**WRITTEN PROBLEM:** Lines before the one containing "Target: young man painting" are excluded; reproduce that line and all lines after it in the entries below, exactly.

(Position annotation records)
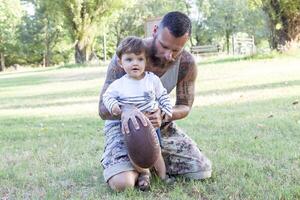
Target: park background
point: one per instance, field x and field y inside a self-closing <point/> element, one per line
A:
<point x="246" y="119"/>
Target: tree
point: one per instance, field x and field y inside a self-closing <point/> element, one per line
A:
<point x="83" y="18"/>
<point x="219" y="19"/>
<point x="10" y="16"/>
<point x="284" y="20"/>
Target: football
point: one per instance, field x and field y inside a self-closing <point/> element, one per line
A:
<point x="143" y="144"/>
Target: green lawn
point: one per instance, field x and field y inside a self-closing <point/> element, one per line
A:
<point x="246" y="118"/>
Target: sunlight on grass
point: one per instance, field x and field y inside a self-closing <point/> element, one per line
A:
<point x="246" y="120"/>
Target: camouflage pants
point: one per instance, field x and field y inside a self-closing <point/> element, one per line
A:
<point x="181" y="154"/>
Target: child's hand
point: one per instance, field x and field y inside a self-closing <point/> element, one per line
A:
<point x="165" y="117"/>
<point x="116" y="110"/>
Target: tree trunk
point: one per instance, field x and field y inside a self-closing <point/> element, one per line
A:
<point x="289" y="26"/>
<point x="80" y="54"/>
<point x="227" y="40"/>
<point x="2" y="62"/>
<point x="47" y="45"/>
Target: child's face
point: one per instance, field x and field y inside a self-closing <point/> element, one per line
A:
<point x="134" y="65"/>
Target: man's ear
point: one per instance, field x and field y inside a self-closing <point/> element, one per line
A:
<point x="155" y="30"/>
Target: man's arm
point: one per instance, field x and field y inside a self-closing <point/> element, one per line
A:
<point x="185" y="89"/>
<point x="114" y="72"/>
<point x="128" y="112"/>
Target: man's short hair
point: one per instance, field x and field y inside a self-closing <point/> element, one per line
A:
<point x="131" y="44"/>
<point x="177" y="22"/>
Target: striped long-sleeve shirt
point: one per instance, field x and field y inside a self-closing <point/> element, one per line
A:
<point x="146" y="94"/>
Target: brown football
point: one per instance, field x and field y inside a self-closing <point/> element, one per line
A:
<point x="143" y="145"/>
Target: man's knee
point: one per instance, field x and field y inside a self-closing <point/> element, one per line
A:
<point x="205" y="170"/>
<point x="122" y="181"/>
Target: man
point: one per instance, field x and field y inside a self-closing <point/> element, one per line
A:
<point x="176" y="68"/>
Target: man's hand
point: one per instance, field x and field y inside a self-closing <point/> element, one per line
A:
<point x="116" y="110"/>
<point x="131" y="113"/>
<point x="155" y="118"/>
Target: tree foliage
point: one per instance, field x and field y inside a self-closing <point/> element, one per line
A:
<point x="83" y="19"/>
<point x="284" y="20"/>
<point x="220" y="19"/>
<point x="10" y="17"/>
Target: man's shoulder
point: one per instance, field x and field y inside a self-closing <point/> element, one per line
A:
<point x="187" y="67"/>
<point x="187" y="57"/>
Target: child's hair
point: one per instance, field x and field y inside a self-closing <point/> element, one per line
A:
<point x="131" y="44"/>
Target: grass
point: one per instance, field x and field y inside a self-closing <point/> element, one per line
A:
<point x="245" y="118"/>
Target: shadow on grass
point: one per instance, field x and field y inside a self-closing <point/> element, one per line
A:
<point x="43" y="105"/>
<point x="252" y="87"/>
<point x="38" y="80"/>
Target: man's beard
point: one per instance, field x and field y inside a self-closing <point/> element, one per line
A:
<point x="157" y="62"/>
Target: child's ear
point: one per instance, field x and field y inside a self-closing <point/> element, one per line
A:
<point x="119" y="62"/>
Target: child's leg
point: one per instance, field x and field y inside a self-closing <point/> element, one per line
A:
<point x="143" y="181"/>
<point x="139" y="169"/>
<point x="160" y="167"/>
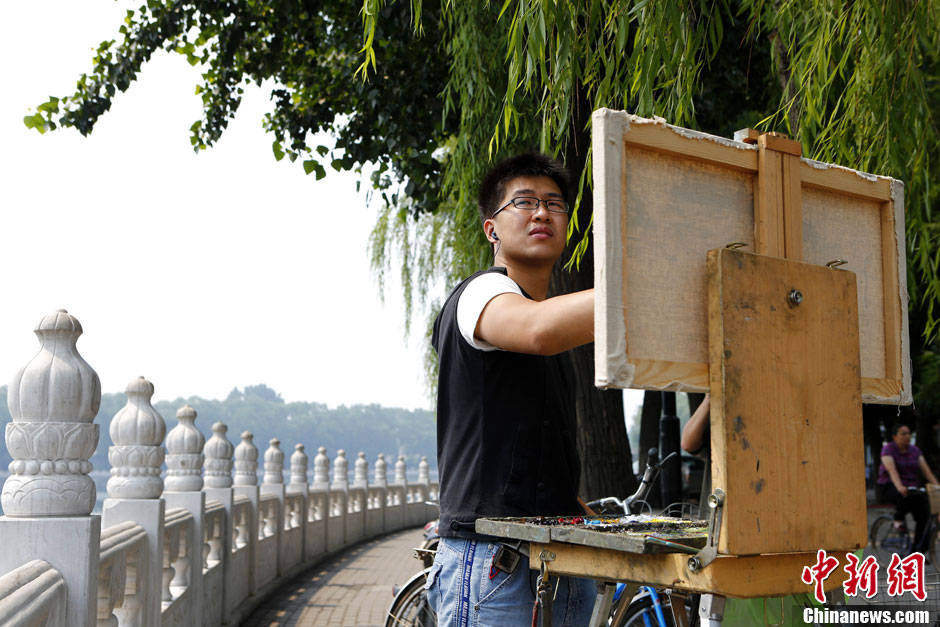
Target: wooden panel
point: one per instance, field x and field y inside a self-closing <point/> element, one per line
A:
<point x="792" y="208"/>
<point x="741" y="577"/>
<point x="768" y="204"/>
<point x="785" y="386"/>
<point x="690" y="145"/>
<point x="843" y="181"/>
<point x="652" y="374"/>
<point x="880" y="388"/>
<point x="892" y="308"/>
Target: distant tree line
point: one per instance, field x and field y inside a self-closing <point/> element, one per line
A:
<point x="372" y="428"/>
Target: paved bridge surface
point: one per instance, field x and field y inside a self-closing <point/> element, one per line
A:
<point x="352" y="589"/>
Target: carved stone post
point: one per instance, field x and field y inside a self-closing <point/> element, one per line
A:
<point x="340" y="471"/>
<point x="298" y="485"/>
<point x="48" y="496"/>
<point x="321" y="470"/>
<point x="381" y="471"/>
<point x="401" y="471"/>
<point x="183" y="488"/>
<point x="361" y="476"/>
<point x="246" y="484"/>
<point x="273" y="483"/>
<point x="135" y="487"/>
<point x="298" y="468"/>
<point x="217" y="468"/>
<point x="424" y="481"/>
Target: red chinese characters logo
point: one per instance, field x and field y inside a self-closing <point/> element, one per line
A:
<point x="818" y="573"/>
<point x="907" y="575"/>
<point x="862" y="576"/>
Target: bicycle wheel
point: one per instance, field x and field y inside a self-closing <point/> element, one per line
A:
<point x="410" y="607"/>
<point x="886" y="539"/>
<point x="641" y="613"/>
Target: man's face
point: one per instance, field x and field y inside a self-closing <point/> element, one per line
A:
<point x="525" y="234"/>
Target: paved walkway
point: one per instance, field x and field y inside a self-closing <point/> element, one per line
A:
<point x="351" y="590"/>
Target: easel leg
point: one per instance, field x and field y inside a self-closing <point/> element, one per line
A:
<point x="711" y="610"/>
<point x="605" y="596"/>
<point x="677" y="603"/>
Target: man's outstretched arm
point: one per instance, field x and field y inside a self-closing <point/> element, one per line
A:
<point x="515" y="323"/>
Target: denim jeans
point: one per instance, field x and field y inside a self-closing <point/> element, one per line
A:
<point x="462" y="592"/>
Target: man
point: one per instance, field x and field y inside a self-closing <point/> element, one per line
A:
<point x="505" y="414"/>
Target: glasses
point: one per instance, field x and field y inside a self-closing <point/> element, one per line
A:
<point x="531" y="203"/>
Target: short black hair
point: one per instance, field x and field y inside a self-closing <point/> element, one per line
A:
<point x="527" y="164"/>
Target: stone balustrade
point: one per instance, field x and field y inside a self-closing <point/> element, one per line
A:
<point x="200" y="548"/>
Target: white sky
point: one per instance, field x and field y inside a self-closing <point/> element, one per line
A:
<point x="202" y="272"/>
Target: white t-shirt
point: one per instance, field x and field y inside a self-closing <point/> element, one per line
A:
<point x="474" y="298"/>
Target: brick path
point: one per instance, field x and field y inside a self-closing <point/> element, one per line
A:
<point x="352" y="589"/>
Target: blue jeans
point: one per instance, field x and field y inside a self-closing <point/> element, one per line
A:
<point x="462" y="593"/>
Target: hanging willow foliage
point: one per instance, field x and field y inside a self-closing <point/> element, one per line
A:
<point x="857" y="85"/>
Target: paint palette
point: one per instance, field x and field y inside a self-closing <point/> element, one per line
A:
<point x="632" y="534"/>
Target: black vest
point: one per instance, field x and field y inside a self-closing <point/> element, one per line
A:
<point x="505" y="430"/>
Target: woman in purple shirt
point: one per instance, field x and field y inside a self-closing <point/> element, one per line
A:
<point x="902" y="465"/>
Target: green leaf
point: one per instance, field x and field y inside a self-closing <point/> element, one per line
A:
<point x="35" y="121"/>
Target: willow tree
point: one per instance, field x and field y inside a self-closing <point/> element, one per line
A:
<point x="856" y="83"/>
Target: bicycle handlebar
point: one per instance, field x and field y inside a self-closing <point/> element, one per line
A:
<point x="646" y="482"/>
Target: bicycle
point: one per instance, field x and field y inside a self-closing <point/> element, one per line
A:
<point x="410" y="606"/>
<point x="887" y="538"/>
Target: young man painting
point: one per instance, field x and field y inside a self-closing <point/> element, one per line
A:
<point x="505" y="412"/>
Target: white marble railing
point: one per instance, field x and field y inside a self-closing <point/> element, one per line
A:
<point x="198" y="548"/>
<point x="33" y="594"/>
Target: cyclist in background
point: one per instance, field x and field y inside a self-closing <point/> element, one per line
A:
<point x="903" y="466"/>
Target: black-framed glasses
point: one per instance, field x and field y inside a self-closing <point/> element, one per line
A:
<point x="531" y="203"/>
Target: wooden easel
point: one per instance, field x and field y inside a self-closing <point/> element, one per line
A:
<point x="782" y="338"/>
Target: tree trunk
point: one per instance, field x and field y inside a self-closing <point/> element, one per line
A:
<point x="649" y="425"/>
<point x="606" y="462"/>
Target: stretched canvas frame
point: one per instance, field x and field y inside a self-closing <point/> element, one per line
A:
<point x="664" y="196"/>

**FINAL RESULT:**
Target: young man painting
point: one per instance, field x and field y inside a self-closing <point/> element, one per line
A:
<point x="505" y="412"/>
Target: white marble railing
point: one per instance, field x and field y inside a self-closing <point/> element, one per line
A:
<point x="198" y="548"/>
<point x="33" y="594"/>
Target: cyclist in background
point: one per instance, field x and field y inside a self-closing <point/> element, one per line
A:
<point x="903" y="466"/>
Target: black-framed glasses
point: one per instance, field x and field y inside a self-closing <point/> element, one per line
A:
<point x="531" y="203"/>
Target: wooden easel
point: one per instance, field x and field y inside a self-closing <point/> element, one per line
A:
<point x="782" y="338"/>
Target: tree trunk
point: one per instance, field x and field y inside a self-closing <point/> element, one per line
A:
<point x="649" y="425"/>
<point x="606" y="462"/>
Target: stretched canvas frame
point: one per instance, field x and field y inside a self-closing <point/> element, one per line
A:
<point x="664" y="196"/>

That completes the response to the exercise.